***** Record list

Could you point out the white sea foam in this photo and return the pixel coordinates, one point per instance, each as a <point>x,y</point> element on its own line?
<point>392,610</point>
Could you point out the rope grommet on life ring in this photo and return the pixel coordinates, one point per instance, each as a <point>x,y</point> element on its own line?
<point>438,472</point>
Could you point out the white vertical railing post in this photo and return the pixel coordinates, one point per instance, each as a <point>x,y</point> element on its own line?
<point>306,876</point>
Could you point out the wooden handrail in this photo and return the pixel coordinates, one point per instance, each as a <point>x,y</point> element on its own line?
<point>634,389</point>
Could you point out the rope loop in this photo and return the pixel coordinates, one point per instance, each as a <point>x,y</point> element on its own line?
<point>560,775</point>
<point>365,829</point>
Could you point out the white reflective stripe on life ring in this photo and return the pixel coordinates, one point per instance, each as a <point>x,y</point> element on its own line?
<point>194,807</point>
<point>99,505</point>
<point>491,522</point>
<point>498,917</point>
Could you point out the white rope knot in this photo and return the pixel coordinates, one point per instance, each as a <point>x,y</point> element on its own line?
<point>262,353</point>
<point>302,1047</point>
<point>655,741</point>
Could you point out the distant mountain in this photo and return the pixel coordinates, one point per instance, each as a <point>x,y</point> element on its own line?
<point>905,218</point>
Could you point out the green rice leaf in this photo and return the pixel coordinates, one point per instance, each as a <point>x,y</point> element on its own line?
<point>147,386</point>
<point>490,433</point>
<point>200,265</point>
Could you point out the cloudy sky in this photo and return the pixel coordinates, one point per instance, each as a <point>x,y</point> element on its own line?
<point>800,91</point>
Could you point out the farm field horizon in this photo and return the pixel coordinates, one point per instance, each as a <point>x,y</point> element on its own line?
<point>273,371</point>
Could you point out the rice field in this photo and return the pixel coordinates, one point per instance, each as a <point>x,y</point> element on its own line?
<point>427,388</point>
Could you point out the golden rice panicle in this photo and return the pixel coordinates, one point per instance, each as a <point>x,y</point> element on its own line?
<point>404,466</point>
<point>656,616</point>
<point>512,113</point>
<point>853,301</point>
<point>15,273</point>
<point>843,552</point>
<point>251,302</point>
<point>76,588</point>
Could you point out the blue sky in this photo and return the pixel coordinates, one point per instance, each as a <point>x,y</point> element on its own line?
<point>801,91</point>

**********

Rewrite the records above with every instance of "point out" changed to "locate" and nothing else altered.

Solution to this task -
Could you locate the white sea foam in this photo and return the pixel coordinates, one point per instance, each as a <point>x,y</point> element on its own line?
<point>392,610</point>
Could you locate the rope grommet on life ring in this photo and return the pixel coordinates, one point per instance, each as a <point>x,y</point> element on its own line?
<point>438,472</point>
Could you locate the white vertical railing post in this photo and return the pixel coordinates, one point per instance, each as a <point>x,y</point> element on its own line?
<point>306,876</point>
Could you locate the wooden handrail in this photo and return the pixel coordinates, one point per instance, each as a <point>x,y</point> element on its own line?
<point>634,389</point>
Could you locate the rope loop in this photo and return the pixel coordinates, one point per instance, each as a <point>x,y</point> element on its own line?
<point>560,775</point>
<point>365,829</point>
Could you locate the white reflective stripe on life ring in this photo and return the pixel coordinates, one point per instance, each as a <point>x,y</point> element on its own line?
<point>194,807</point>
<point>99,505</point>
<point>491,522</point>
<point>498,917</point>
Could you locate the white rope knot in this photo and return the pixel coordinates, one point per instance, each as a <point>x,y</point> element on its own line?
<point>262,353</point>
<point>302,1047</point>
<point>655,741</point>
Could you locate the distant mountain in this photo and return the pixel coordinates, one point per instance, each as a <point>x,y</point> element on its own line?
<point>905,218</point>
Could you locate the green rice leaf in this photo and return the pixel coordinates, one point per instance, each as a <point>x,y</point> element on its own line?
<point>147,386</point>
<point>490,433</point>
<point>200,265</point>
Could you locate the cloudy sky in this photo and return the pixel coordinates, one point per instance, each as a <point>x,y</point> element on its own line?
<point>800,91</point>
Could you locate the farm field horizon in this photo and return the pixel coordinates, one point per instance, each as a <point>x,y</point> element on its own line?
<point>273,371</point>
Could you locate the rice field in this photo and return the pixel coordinates, one point per instance, each as a <point>x,y</point> element on its own line?
<point>427,388</point>
Could you locate the golden rice panicle in this photo and return the pixel coordinates, one point per instance, each as a <point>x,y</point> element on its own line?
<point>404,466</point>
<point>656,616</point>
<point>512,113</point>
<point>853,301</point>
<point>15,273</point>
<point>843,552</point>
<point>251,302</point>
<point>76,588</point>
Could you locate the blue sky in this photo and return the pixel coordinates, one point per instance, each as a <point>x,y</point> element on its own line?
<point>801,91</point>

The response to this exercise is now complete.